- Exercise requirements -
Report each line of the listing below that contains the string "hedge". Case counts.

- Provided data -
════════════════════
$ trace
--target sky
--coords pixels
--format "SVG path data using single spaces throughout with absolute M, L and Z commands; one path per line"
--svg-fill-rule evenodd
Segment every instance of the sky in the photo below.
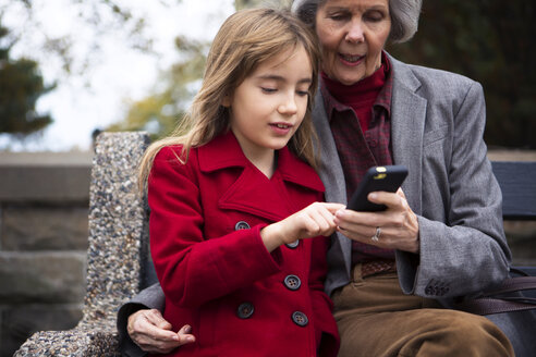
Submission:
M 19 0 L 0 0 L 0 8 L 9 1 Z M 0 135 L 0 149 L 7 146 L 12 151 L 90 149 L 93 131 L 122 120 L 127 103 L 144 98 L 157 85 L 159 73 L 178 58 L 173 44 L 176 35 L 210 40 L 223 20 L 234 11 L 233 0 L 182 0 L 173 7 L 162 5 L 162 0 L 118 0 L 146 19 L 147 34 L 155 39 L 156 54 L 132 49 L 120 34 L 99 38 L 102 51 L 95 54 L 89 46 L 95 30 L 76 15 L 80 8 L 73 2 L 34 0 L 36 21 L 33 24 L 38 24 L 37 30 L 35 27 L 32 30 L 21 28 L 24 16 L 16 7 L 9 7 L 10 12 L 3 15 L 3 25 L 25 32 L 12 48 L 11 58 L 26 57 L 38 61 L 45 83 L 61 81 L 37 102 L 38 112 L 50 113 L 54 122 L 22 145 Z M 174 2 L 168 0 L 168 3 Z M 34 36 L 28 36 L 31 33 Z M 83 62 L 85 57 L 96 61 L 88 69 L 74 69 L 83 75 L 65 76 L 57 58 L 35 51 L 44 34 L 49 37 L 76 34 L 72 42 L 74 63 Z

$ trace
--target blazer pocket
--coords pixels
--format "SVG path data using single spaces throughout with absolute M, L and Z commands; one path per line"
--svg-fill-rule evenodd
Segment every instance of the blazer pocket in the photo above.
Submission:
M 434 143 L 440 141 L 447 137 L 449 133 L 449 125 L 444 124 L 441 125 L 438 128 L 435 128 L 429 132 L 425 132 L 424 137 L 423 137 L 423 146 L 426 147 L 428 145 L 431 145 Z

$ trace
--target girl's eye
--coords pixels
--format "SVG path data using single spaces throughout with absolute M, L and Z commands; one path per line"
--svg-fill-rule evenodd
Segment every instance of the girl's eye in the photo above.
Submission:
M 260 87 L 260 90 L 263 90 L 264 93 L 276 93 L 277 91 L 276 88 L 267 88 L 267 87 Z

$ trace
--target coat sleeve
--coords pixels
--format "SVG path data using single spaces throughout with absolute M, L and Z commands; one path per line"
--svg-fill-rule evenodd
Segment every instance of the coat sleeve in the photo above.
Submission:
M 418 217 L 419 256 L 397 253 L 403 291 L 425 297 L 480 291 L 501 282 L 510 264 L 501 192 L 483 139 L 484 93 L 473 81 L 461 88 L 465 93 L 453 113 L 450 164 L 444 172 L 443 168 L 434 168 L 448 182 L 444 222 Z M 423 177 L 425 192 L 434 180 Z
M 333 303 L 324 291 L 328 271 L 326 259 L 328 247 L 328 237 L 319 236 L 312 239 L 309 290 L 318 355 L 334 357 L 339 350 L 339 332 L 332 315 Z
M 279 249 L 268 253 L 263 225 L 204 236 L 195 155 L 183 164 L 171 150 L 157 155 L 148 182 L 150 249 L 167 298 L 198 307 L 278 272 Z
M 121 354 L 129 357 L 142 357 L 147 353 L 143 352 L 138 345 L 136 345 L 126 331 L 126 324 L 129 317 L 143 309 L 157 309 L 163 315 L 165 296 L 160 287 L 160 284 L 154 284 L 144 288 L 139 294 L 134 296 L 130 301 L 123 304 L 118 312 L 118 333 L 119 333 L 119 346 Z

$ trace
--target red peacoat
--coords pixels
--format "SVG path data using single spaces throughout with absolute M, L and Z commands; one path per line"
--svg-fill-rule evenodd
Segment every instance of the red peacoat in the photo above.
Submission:
M 336 356 L 322 284 L 328 238 L 270 254 L 259 234 L 322 199 L 316 172 L 283 148 L 267 178 L 231 132 L 192 149 L 185 164 L 178 155 L 180 147 L 160 150 L 148 189 L 165 318 L 175 331 L 191 324 L 197 337 L 176 356 Z

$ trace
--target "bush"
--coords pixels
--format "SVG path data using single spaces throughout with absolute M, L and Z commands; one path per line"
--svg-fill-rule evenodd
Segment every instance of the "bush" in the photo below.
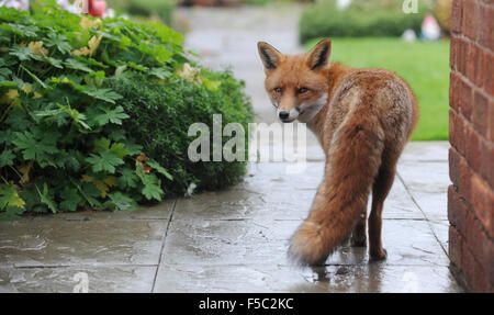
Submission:
M 198 164 L 190 176 L 183 160 L 157 155 L 183 149 L 188 126 L 170 125 L 173 136 L 160 142 L 170 133 L 160 109 L 151 111 L 139 102 L 143 95 L 131 99 L 133 91 L 119 89 L 123 83 L 117 82 L 131 78 L 149 91 L 168 90 L 165 100 L 183 105 L 210 102 L 210 114 L 216 109 L 227 114 L 228 106 L 235 112 L 237 104 L 226 102 L 242 101 L 242 111 L 231 117 L 243 121 L 249 104 L 240 85 L 228 74 L 207 70 L 200 71 L 202 80 L 191 82 L 181 75 L 192 64 L 181 34 L 160 23 L 81 18 L 46 3 L 32 14 L 0 8 L 0 218 L 24 212 L 136 209 L 137 203 L 160 201 L 165 191 L 172 191 L 169 187 L 201 182 L 209 166 Z M 171 103 L 167 111 L 173 111 Z M 194 115 L 192 108 L 182 113 Z M 131 121 L 146 115 L 143 130 Z M 153 124 L 160 125 L 159 135 Z M 216 172 L 232 175 L 232 182 L 244 165 L 215 167 L 232 168 Z M 204 187 L 224 185 L 216 183 Z
M 407 29 L 420 32 L 426 7 L 419 1 L 419 13 L 405 14 L 403 1 L 355 0 L 344 11 L 336 0 L 324 0 L 307 7 L 300 21 L 302 43 L 317 37 L 401 36 Z
M 146 154 L 166 166 L 173 177 L 173 181 L 164 181 L 161 185 L 167 195 L 183 195 L 191 183 L 197 184 L 198 191 L 224 188 L 237 182 L 246 169 L 240 161 L 192 162 L 188 158 L 189 144 L 197 138 L 187 134 L 191 124 L 202 122 L 210 126 L 212 144 L 213 114 L 222 114 L 223 126 L 236 122 L 245 131 L 254 117 L 249 100 L 240 92 L 243 83 L 229 72 L 202 70 L 201 78 L 211 83 L 183 85 L 175 80 L 167 85 L 142 85 L 142 75 L 110 81 L 111 88 L 124 97 L 120 104 L 131 115 L 124 128 L 132 131 Z M 220 82 L 217 88 L 211 87 Z
M 108 3 L 110 8 L 131 15 L 157 15 L 164 23 L 171 25 L 175 5 L 170 0 L 110 0 Z

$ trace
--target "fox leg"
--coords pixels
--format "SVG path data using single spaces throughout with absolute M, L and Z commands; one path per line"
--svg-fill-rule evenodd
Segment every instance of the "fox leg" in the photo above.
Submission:
M 357 222 L 357 225 L 351 233 L 351 246 L 355 247 L 364 247 L 367 244 L 367 202 L 362 209 L 362 213 L 360 214 L 360 218 Z
M 372 185 L 372 206 L 369 215 L 369 255 L 372 260 L 381 260 L 388 257 L 382 248 L 382 209 L 384 200 L 393 185 L 396 166 L 382 165 L 381 170 Z

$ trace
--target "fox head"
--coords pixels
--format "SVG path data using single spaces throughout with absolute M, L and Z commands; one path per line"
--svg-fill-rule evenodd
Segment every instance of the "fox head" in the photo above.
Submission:
M 321 41 L 304 55 L 289 56 L 265 42 L 257 44 L 265 66 L 265 88 L 284 123 L 310 123 L 326 105 L 332 42 Z

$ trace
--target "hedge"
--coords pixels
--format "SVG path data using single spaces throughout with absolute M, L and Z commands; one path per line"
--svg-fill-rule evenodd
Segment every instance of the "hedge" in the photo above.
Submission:
M 0 8 L 0 218 L 132 210 L 242 177 L 244 162 L 183 158 L 192 120 L 251 119 L 229 72 L 194 65 L 182 35 L 160 23 L 43 3 L 32 13 Z

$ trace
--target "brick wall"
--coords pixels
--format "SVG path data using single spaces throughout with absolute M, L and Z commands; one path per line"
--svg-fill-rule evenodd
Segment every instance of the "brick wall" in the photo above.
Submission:
M 449 255 L 468 291 L 494 292 L 494 0 L 454 0 L 449 90 Z

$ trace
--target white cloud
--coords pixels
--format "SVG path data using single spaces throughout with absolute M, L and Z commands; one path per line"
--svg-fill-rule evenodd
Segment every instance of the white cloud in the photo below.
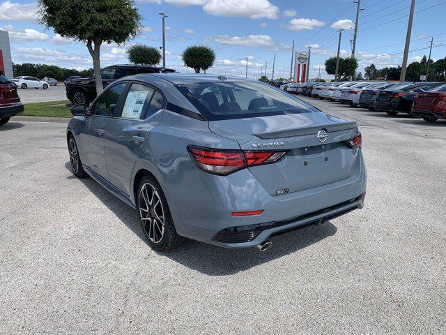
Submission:
M 36 22 L 36 3 L 15 3 L 10 1 L 0 3 L 0 20 Z
M 330 26 L 334 29 L 353 29 L 355 22 L 349 19 L 339 20 Z
M 48 35 L 46 34 L 40 33 L 37 30 L 29 28 L 20 31 L 14 29 L 10 24 L 8 24 L 3 27 L 0 27 L 0 29 L 9 32 L 9 39 L 11 42 L 20 43 L 48 40 Z
M 53 43 L 58 44 L 59 45 L 64 45 L 66 44 L 72 43 L 73 42 L 75 42 L 74 38 L 62 37 L 59 34 L 56 34 L 53 36 Z
M 279 7 L 268 0 L 208 0 L 203 10 L 215 16 L 250 19 L 277 19 L 279 17 Z
M 284 16 L 285 17 L 291 17 L 297 15 L 298 12 L 295 10 L 295 9 L 287 9 L 286 10 L 284 11 Z
M 220 35 L 215 38 L 215 42 L 225 45 L 245 47 L 270 47 L 275 44 L 268 35 L 249 35 L 247 36 L 229 36 Z
M 300 30 L 312 30 L 318 27 L 322 27 L 325 24 L 325 22 L 318 21 L 316 19 L 293 19 L 290 20 L 289 24 L 284 26 L 285 28 L 298 31 Z

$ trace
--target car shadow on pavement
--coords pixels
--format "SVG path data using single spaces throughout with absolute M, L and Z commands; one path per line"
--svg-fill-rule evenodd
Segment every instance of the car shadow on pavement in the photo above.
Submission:
M 72 172 L 70 162 L 65 167 Z M 67 177 L 75 179 L 73 175 Z M 144 243 L 146 237 L 141 228 L 137 211 L 118 199 L 93 178 L 79 179 Z M 336 234 L 337 228 L 330 222 L 310 225 L 270 239 L 272 246 L 266 251 L 256 247 L 227 249 L 187 239 L 181 246 L 168 253 L 156 252 L 185 267 L 208 276 L 226 276 L 247 270 L 270 260 L 295 253 Z
M 18 129 L 19 128 L 22 128 L 25 125 L 21 122 L 9 121 L 4 126 L 0 126 L 0 131 L 12 131 L 13 129 Z

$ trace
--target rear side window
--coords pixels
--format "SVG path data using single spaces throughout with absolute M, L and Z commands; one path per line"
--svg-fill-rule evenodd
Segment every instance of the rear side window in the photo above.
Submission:
M 126 84 L 126 82 L 123 82 L 106 89 L 96 101 L 91 114 L 105 117 L 112 116 Z
M 250 80 L 187 82 L 175 86 L 210 121 L 314 112 L 283 91 Z
M 123 107 L 121 117 L 140 119 L 155 90 L 140 84 L 132 84 Z

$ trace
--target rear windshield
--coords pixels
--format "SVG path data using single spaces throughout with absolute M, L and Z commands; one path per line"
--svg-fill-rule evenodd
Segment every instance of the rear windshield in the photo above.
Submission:
M 7 82 L 11 82 L 9 78 L 5 77 L 4 75 L 0 75 L 0 84 L 6 84 Z
M 446 84 L 437 86 L 436 88 L 429 89 L 429 92 L 446 92 Z
M 210 121 L 316 111 L 293 96 L 257 82 L 215 81 L 175 86 Z

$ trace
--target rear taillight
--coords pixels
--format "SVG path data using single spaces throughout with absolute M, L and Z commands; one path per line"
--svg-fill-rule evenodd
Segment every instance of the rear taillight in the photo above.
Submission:
M 275 163 L 288 152 L 215 149 L 192 145 L 187 146 L 187 151 L 201 170 L 221 176 L 249 166 Z
M 395 94 L 392 94 L 390 96 L 390 98 L 402 98 L 403 96 L 406 96 L 406 94 L 404 94 L 404 93 L 397 93 Z
M 362 147 L 362 135 L 357 135 L 351 140 L 344 141 L 344 143 L 352 149 L 360 148 Z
════════════════════
- Result for this task -
--target "hedge"
Segment every instance of the "hedge" in the photo above.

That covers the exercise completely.